-- Given passage follows --
The effectiveness of PrEP for women. High Efficacy: when taken consistently it can reduce the risk of HIV from sex by about 99% and from injection drug use by at least 74%. (CDC)
Knowledge of PrEP would empower women and other individuals who have receptive vaginal sex to take control of their HIV independently.
For women engaging in receptive vaginal sex, it can take up to 21 days for PrEP to reach its full protective effect after starting the medication.
Normally I would advise anyone thinking of starting PrEP to talk to their healthcare provider, to determine if it is the right choice for them.
However, for as long as women are not thought of as being at risk of contracting HIV, who would they talk to?
The important fact is, PrEP is a safe and effective method for preventing HIV in women, providing a significant level of protection when taken as directed, and this needs to be made widely known among the women of Ireland.
PEP, or post-exposure prophylaxis, is an emergency HIV-prevention treatment that offers women a vital safety net after possible exposure to HIV.
It involves a 28-day course of HIV medication that must begin within 72 hours — ideally as soon as possible — to stop the virus from taking hold.
In Ireland, PEP is available through sexual health and STI clinics, as well as hospital emergency departments, where clinicians assess whether treatment is needed.
Unlike PrEP, which is taken before exposure as an ongoing prevention strategy, PEP is used only in urgent situations such as condom failure, sexual assault, or contact with blood from someone who may be HIV positive.
-- Given passage concluded --
Problem description: According to the passage on HIV prevention for women, why does the usual advice to consult a healthcare provider before starting PrEP fall short for women? Answer in one to three sentences.
-- Provided material follows --
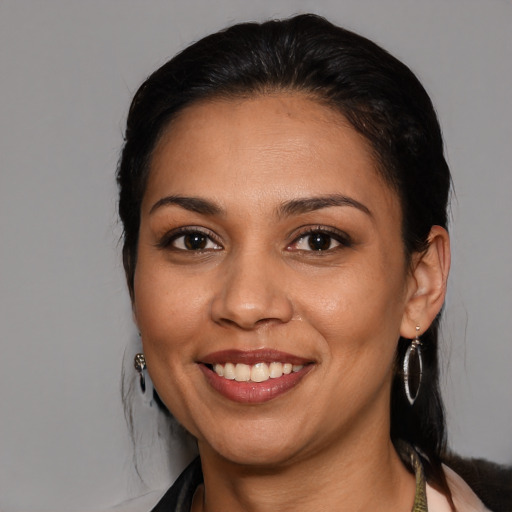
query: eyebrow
[149,196,224,215]
[278,194,373,217]
[149,194,372,217]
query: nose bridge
[212,248,293,329]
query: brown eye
[158,229,222,252]
[288,228,352,253]
[306,233,333,251]
[183,233,208,251]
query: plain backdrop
[0,0,512,512]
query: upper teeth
[213,363,304,382]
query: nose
[211,250,293,330]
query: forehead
[145,93,396,217]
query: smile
[213,362,304,382]
[198,349,315,404]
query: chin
[199,432,304,467]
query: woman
[118,15,506,512]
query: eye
[158,228,222,252]
[289,228,351,252]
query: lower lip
[199,364,313,404]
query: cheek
[134,261,208,361]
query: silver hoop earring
[403,326,423,405]
[133,354,147,394]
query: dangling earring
[133,354,147,395]
[403,325,423,405]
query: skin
[133,93,449,512]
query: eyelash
[156,226,353,254]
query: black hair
[117,15,451,499]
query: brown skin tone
[134,93,449,512]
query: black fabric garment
[151,450,428,512]
[152,453,512,512]
[151,457,203,512]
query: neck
[192,428,415,512]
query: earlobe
[400,226,450,339]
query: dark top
[152,446,512,512]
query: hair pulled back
[117,15,450,495]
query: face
[134,94,411,464]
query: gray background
[0,0,512,512]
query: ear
[400,226,450,339]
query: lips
[199,349,313,403]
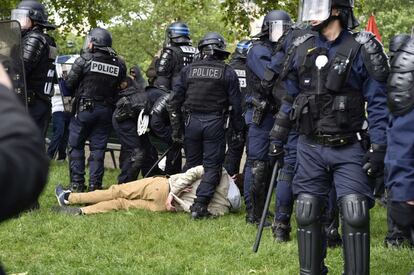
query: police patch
[234,70,246,77]
[188,66,223,79]
[239,78,247,88]
[91,61,119,76]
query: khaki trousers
[68,177,170,215]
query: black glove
[362,144,386,178]
[231,131,244,147]
[268,144,285,167]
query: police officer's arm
[167,66,189,114]
[170,165,204,196]
[155,48,174,90]
[246,44,272,80]
[356,33,390,147]
[167,66,189,143]
[65,56,87,95]
[225,66,244,132]
[23,32,47,75]
[270,49,299,147]
[0,77,48,220]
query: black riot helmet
[11,0,56,30]
[298,0,359,30]
[198,32,230,60]
[389,33,411,57]
[166,22,191,45]
[233,39,253,58]
[256,10,292,42]
[85,28,112,48]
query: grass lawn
[0,163,414,274]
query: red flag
[365,15,381,41]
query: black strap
[276,33,315,86]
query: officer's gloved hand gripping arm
[167,67,188,143]
[227,70,244,136]
[361,34,389,177]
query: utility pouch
[333,96,349,128]
[325,49,352,92]
[291,96,314,135]
[79,98,95,113]
[252,97,267,126]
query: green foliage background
[0,0,414,71]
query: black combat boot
[52,206,83,216]
[69,182,86,193]
[190,202,211,220]
[272,220,292,242]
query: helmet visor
[11,9,32,30]
[82,35,92,51]
[269,20,292,42]
[298,0,331,22]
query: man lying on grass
[54,166,241,216]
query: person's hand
[268,144,285,160]
[362,144,386,178]
[231,131,244,144]
[178,186,193,196]
[0,63,13,90]
[165,193,177,212]
[171,129,184,145]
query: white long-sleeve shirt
[169,166,241,218]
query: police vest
[79,52,122,103]
[291,35,365,135]
[184,60,228,113]
[246,40,277,101]
[170,46,197,76]
[23,28,57,97]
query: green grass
[0,164,414,275]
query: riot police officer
[154,22,197,90]
[112,77,160,184]
[11,0,57,138]
[244,10,291,226]
[271,0,389,274]
[168,32,243,219]
[224,40,252,176]
[385,38,414,248]
[66,28,126,191]
[384,34,411,247]
[151,91,182,175]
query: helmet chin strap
[312,15,341,32]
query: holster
[78,98,95,113]
[252,97,268,126]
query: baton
[253,161,279,253]
[144,144,175,178]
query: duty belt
[308,133,361,147]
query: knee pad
[89,150,105,162]
[340,194,369,228]
[296,194,324,274]
[252,160,268,192]
[340,194,370,275]
[277,163,295,185]
[296,194,324,226]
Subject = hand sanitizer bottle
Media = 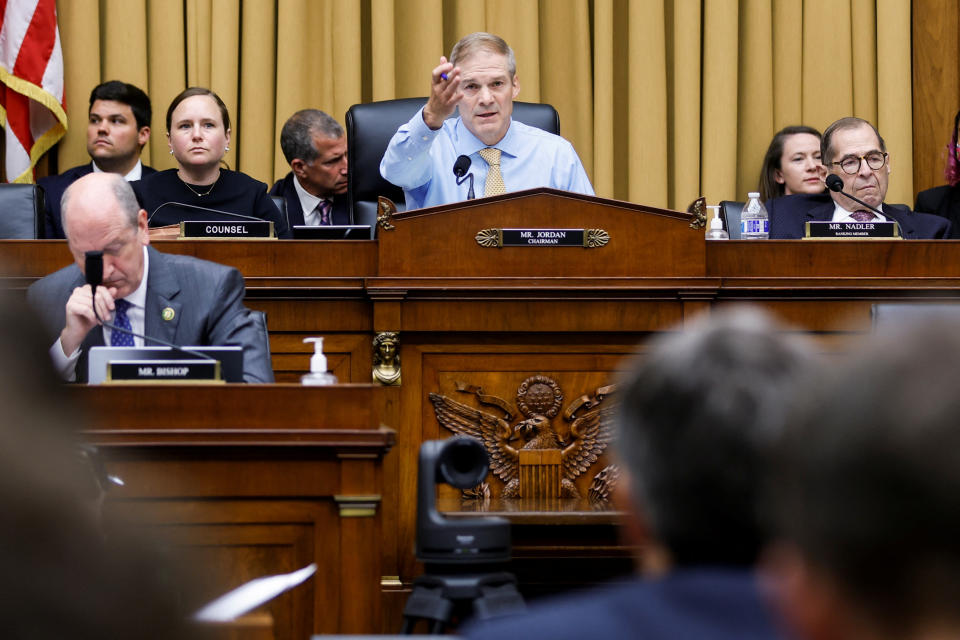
-- Provided material concluded --
Exercise solution: The advice falls short because women are generally not thought of as being at risk of contracting HIV. As long as that view persists, women would have no one to talk to about whether PrEP is right for them.